What is expected —
Copy the passage on implicit regularization below from "Implicit regularization means" up to and including "of Deep Learning.", switching "Linear Networks" to "Deep Linear Networks" wherever it occurs.

Passage given —
# Bonus Problem - Theory of Deep Learning - Implicit Regularization

In this problem we will verify experimentally some recent theoretical results on implicit regularization in deep learning. 

Optional reading: http://www.offconvex.org/2019/07/10/trajectories-linear-nets/

Many works have pointed out that Gradient Descent in high dimension and non convex problems seen in Deep Learning, converges to low ranks solutions.

Implicit regularization means that Gradient Descent will converge to those low rank solutions without any explicit regularizer.

In particular, we will look at **Linear Networks**, MLPs without any activation function in the hidden layers, we have discussed that in the lectures that activation functions should always be applied, otherwise layers without activation functions will collapse to a single hidden layer. But in reality there is more to it, and Linear Networks are central in recent theory of Deep Learning.

Dataset excerpts —

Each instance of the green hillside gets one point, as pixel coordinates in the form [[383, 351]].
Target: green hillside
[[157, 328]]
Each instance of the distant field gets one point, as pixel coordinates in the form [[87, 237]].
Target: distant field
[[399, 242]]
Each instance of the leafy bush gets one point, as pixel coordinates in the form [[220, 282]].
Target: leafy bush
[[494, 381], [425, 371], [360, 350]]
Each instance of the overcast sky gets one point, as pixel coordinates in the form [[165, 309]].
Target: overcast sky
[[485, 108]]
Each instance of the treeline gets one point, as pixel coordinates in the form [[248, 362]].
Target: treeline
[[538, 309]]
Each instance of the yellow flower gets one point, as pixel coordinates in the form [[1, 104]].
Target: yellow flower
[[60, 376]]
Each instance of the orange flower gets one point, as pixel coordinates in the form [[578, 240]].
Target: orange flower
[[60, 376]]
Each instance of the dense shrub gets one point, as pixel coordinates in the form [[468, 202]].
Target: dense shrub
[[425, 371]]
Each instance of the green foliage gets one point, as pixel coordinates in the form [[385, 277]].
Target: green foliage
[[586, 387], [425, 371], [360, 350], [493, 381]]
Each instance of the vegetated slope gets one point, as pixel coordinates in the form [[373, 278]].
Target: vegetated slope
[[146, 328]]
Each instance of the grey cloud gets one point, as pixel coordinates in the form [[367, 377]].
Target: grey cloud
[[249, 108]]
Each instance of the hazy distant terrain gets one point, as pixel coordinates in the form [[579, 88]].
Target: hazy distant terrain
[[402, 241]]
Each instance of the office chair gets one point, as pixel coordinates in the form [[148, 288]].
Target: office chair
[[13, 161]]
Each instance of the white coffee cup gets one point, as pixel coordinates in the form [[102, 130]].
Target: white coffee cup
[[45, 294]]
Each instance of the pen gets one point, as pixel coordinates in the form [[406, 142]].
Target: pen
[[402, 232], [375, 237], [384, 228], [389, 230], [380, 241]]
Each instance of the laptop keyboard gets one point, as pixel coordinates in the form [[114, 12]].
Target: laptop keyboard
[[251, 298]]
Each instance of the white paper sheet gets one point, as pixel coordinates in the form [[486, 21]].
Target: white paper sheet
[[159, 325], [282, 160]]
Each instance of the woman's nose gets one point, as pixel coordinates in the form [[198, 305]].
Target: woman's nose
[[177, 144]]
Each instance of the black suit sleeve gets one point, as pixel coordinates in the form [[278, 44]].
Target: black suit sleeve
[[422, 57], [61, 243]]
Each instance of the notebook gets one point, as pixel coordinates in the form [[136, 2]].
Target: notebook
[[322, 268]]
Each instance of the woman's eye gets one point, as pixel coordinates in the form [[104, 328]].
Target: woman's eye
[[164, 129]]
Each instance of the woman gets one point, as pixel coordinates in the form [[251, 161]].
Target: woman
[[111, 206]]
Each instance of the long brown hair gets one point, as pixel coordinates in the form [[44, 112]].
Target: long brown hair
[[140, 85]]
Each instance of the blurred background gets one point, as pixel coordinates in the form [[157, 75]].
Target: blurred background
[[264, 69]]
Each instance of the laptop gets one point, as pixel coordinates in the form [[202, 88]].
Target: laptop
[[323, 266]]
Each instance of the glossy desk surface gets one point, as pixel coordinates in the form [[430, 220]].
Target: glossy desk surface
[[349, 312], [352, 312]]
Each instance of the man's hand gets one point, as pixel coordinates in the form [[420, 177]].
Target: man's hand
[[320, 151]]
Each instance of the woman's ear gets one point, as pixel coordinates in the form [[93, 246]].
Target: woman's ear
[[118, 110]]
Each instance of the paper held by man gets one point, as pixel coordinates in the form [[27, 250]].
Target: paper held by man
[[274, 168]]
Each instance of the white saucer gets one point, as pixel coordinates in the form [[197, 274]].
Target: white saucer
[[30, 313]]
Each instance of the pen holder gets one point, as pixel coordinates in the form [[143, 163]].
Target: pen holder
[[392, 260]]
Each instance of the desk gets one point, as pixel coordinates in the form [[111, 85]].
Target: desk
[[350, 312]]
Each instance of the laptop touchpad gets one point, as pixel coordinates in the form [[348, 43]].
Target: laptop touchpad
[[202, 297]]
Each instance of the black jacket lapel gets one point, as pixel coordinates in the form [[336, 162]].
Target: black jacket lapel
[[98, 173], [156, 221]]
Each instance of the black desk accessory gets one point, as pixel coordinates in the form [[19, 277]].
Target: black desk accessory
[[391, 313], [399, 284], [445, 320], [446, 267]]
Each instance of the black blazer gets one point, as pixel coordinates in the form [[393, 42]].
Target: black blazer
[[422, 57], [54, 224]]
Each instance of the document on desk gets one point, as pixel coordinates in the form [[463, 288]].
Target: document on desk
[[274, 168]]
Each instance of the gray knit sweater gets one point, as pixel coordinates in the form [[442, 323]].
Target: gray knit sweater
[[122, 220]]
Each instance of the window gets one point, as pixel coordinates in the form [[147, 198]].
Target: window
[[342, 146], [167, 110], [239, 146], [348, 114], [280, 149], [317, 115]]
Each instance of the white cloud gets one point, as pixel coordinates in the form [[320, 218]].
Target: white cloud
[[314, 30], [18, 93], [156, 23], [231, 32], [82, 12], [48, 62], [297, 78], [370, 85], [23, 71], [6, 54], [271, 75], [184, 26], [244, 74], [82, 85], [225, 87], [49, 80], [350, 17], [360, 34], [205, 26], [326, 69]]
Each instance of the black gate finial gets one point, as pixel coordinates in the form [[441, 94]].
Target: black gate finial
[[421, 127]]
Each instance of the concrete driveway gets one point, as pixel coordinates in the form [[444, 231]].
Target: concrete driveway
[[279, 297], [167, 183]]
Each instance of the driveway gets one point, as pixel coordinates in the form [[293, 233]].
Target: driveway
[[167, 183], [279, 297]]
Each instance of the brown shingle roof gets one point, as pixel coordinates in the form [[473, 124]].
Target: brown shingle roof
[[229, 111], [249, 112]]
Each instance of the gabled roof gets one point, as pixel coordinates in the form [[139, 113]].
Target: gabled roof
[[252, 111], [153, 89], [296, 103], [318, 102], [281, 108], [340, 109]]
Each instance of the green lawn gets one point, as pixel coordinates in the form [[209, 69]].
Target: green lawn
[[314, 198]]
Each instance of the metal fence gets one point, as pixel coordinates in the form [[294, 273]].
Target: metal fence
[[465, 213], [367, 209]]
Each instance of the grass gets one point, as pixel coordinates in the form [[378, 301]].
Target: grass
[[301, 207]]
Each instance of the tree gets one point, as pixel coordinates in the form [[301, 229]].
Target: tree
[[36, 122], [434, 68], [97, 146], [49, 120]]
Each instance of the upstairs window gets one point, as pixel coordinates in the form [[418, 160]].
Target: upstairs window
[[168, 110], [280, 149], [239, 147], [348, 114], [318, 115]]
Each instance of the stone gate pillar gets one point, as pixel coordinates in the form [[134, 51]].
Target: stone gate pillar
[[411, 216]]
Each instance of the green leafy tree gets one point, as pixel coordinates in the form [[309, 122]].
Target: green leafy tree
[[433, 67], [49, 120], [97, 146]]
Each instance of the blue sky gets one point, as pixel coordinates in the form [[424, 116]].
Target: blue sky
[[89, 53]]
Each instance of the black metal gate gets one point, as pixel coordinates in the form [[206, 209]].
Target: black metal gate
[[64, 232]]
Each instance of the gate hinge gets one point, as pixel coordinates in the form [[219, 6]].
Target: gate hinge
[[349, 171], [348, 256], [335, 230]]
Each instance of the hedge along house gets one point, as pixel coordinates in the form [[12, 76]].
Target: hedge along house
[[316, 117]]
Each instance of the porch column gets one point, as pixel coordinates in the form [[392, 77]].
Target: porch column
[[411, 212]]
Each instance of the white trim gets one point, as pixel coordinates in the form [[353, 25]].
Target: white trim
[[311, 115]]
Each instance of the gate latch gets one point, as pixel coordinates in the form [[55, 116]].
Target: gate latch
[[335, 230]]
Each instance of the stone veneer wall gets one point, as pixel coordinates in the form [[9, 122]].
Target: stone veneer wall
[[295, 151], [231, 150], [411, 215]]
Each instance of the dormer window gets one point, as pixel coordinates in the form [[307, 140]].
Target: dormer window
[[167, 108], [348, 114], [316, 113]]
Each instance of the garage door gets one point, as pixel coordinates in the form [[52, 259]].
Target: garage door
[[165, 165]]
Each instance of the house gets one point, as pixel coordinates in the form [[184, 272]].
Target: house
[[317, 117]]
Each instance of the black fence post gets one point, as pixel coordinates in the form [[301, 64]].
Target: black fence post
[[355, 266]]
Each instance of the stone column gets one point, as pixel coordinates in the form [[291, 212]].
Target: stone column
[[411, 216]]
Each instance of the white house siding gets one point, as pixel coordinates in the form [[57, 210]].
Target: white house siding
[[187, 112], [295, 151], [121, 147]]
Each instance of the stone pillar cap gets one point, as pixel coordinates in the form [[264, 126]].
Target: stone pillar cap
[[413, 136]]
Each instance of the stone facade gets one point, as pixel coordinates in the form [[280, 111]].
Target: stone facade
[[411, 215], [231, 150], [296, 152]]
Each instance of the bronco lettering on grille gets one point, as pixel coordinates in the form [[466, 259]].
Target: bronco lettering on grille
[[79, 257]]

Response below —
Implicit regularization means that Gradient Descent will converge to those low rank solutions without any explicit regularizer.

In particular, we will look at **Deep Linear Networks**, MLPs without any activation function in the hidden layers, we have discussed that in the lectures that activation functions should always be applied, otherwise layers without activation functions will collapse to a single hidden layer. But in reality there is more to it, and Deep Linear Networks are central in recent theory of Deep Learning.